Short exercise 1:
In the article on estimation as geometric projection, what does "distance" correspond to in the geometry it describes?
Short exercise 2:
Pick up the article on estimation as geometric projection after its last sentence and keep writing it.

Article:
/---

Ferkans — Interactive Telecom Tutor

Estimation as Geometric Projection

The previous section proved that the MMSE estimator is the conditional mean by a direct calculation. A more powerful viewpoint recasts estimation as a projection in an inner-product space of random variables. In this geometry, "distance" is root-mean-square error and "perpendicular" means "uncorrelated". The MMSE estimator becomes the orthogonal projection of $\boldsymbol\theta$ onto the subspace of functions of $\mathbf{Y}$ , and the optimality condition becomes the statement that the residual is perpendicular to that subspace — the orthogonality principle.

Definition:
Inner Product of Random Variables

Let $\mathcal{L}^2$ denote the space of (real or complex) random variables with finite second moment. For $X, Y \in \mathcal{L}^2$ define $\langle X, Y \rangle \;=\; \mathbb{E}[X\, \overline{Y}\,], \qquad \|X\| \;=\; \sqrt{\mathbb{E}[|X|^2]\,}.$ With this inner product, $\mathcal{L}^2$ is a Hilbert space; two random variables are orthogonal when $\mathbb{E}[X\overline{Y}] = 0$ .

For zero-mean random variables, orthogonality coincides with uncorrelatedness. The norm $\|X - \hat{X}\|^2 = \mathbb{E}[|X - \hat{X}|^2]$ is precisely the mean-square error, so MMSE = squared distance in this space.

Theorem: Orthogonality Principle (Unrestricted MMSE)

Let $(\boldsymbol\theta, \mathbf{Y})$ be jointly distributed with $\mathbb{E}[\|\boldsymbol\theta\|^2] < \infty$ . Then the MMSE estimator $\hat\theta^\star(\mathbf{Y})$ is characterized by the following orthogonality condition: for every (measurable, $\mathcal{L}^2$ ) function $\phi: \mathcal{Y} \to \mathbb{R}^n$ , $\boxed{\; \mathbb{E}\!\left[\, \big(\boldsymbol\theta - \hat\theta^\star(\mathbf{Y})\big)^\top \phi(\mathbf{Y})\,\right] \;=\; 0 .\; }$ That is, the estimation error is uncorrelated with every function of the observation.

Think of the subspace $\mathcal{H}_Y = \{\phi(\mathbf{Y}) : \phi \in \mathcal{L}^2\}$ of all square-integrable functions of the observation. The MMSE estimator is the orthogonal projection of $\boldsymbol\theta$ onto $\mathcal{H}_Y$ , so the residual lies in the orthogonal complement.

\---

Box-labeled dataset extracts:
/---

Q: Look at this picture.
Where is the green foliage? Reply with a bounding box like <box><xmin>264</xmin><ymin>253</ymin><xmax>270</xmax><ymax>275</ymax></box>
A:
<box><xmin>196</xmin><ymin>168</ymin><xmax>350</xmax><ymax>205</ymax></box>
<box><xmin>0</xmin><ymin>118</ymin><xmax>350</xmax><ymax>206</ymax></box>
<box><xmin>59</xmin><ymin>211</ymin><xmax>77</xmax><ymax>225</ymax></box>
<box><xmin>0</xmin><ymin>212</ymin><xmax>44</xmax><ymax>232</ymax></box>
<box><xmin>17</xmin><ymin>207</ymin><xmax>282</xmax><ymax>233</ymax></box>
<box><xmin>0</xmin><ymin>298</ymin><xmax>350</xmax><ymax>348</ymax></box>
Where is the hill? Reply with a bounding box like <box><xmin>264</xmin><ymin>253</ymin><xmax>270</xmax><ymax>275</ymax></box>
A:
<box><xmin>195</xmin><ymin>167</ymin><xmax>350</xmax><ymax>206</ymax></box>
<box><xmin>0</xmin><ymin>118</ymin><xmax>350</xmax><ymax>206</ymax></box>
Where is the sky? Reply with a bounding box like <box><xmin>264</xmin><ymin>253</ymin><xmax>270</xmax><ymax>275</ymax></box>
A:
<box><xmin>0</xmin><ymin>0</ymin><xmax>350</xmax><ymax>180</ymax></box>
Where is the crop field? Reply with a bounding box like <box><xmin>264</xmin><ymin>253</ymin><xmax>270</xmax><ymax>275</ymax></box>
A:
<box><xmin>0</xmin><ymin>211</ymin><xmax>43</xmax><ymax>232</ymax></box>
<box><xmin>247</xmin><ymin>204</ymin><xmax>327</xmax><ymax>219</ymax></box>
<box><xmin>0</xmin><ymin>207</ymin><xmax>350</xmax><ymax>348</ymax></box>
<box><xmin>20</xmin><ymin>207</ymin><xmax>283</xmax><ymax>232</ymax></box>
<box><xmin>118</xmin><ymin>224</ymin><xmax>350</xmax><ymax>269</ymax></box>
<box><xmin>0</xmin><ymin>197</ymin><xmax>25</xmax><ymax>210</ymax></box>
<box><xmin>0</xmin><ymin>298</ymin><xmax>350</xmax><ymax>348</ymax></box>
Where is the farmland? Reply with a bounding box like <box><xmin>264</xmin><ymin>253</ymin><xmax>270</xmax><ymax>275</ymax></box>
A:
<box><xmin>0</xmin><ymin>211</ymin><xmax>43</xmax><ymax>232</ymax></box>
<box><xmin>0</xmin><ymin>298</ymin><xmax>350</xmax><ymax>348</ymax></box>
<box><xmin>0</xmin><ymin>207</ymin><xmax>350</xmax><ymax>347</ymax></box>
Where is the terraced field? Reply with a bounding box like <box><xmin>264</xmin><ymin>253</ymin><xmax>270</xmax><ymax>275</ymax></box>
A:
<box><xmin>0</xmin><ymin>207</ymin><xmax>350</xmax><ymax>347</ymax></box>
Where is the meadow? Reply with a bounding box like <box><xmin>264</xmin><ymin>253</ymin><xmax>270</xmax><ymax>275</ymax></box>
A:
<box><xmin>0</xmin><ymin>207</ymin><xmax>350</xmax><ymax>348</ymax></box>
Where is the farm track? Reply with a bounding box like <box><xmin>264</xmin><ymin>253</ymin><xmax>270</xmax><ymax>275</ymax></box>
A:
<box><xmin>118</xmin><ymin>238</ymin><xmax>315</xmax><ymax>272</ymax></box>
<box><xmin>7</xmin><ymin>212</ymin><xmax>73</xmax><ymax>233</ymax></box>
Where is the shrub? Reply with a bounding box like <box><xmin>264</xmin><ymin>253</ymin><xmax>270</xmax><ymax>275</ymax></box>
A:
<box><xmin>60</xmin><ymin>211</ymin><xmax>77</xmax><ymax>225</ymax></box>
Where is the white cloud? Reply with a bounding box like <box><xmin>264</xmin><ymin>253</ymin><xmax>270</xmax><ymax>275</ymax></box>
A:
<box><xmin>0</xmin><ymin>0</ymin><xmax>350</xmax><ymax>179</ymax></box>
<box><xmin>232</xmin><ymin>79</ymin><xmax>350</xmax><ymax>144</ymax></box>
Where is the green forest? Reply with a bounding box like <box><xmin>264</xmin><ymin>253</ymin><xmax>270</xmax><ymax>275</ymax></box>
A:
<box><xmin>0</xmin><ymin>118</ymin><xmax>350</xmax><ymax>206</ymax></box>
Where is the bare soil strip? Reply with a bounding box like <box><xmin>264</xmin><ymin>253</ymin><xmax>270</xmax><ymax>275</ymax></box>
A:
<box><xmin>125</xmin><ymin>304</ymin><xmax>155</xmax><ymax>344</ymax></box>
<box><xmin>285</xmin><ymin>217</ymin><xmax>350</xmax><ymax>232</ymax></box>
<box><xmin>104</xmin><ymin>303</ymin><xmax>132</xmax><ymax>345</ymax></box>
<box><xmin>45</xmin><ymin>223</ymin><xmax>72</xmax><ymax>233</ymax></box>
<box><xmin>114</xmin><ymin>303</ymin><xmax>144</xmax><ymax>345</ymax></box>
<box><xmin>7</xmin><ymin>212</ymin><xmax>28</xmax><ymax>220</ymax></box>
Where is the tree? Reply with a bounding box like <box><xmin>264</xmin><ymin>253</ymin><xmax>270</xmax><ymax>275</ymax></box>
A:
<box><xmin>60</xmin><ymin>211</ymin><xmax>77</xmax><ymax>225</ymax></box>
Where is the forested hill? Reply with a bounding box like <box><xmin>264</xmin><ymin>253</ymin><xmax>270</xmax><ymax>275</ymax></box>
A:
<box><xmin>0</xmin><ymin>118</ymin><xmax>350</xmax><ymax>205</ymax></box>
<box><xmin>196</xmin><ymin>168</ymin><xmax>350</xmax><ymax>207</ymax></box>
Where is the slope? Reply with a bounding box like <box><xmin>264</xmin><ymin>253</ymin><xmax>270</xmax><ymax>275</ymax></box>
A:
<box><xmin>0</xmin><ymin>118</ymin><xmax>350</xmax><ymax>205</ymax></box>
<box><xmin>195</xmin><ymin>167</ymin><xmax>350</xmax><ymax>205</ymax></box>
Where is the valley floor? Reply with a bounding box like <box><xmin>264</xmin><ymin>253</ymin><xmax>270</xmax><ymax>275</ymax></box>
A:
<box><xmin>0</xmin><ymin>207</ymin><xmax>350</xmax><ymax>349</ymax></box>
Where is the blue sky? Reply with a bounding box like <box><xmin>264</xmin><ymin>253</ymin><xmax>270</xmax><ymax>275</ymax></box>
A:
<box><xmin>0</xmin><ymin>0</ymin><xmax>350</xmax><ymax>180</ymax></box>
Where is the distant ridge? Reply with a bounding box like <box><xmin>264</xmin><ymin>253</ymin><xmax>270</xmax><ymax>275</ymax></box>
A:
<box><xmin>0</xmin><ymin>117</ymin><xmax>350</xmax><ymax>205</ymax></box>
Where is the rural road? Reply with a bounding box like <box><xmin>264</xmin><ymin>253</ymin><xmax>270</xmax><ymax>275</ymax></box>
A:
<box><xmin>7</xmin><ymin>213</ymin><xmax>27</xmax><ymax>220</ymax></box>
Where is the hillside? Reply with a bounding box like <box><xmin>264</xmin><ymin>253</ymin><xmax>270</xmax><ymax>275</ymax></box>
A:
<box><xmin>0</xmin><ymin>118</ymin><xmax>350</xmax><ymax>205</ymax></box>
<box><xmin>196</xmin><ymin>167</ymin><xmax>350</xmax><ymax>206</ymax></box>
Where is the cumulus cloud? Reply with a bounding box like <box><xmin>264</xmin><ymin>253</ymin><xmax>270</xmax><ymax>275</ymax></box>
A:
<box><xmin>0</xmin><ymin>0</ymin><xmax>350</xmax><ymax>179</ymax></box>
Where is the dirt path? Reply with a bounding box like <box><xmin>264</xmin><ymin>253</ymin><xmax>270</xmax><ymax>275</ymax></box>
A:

\---

Written answer 1:
Root-mean-square error.

Written answer 2:
Proof

Sufficiency via the tower property

Set $\hat\theta^\star(\mathbf{Y}) = \mathbb{E}[\boldsymbol\theta|\mathbf{Y}]$ . For any $\phi$ , $\mathbb{E}\!\left[(\boldsymbol\theta - \mathbb{E}[\boldsymbol\theta|\mathbf{Y}])^\top \phi(\mathbf{Y})\right] = \mathbb{E}\!\left[\, \mathbb{E}\!\left[(\boldsymbol\theta - \mathbb{E}[\boldsymbol\theta|\mathbf{Y}])^\top \phi(\mathbf{Y}) \,\middle|\, \mathbf{Y}\right]\right].$ Inside the conditional expectation, $\phi(\mathbf{Y})$ is a known constant, so the expression equals $(\mathbb{E}[\boldsymbol\theta|\mathbf{Y}] - \mathbb{E}[\boldsymbol\theta|\mathbf{Y}])^\top \phi(\mathbf{Y}) = 0$ .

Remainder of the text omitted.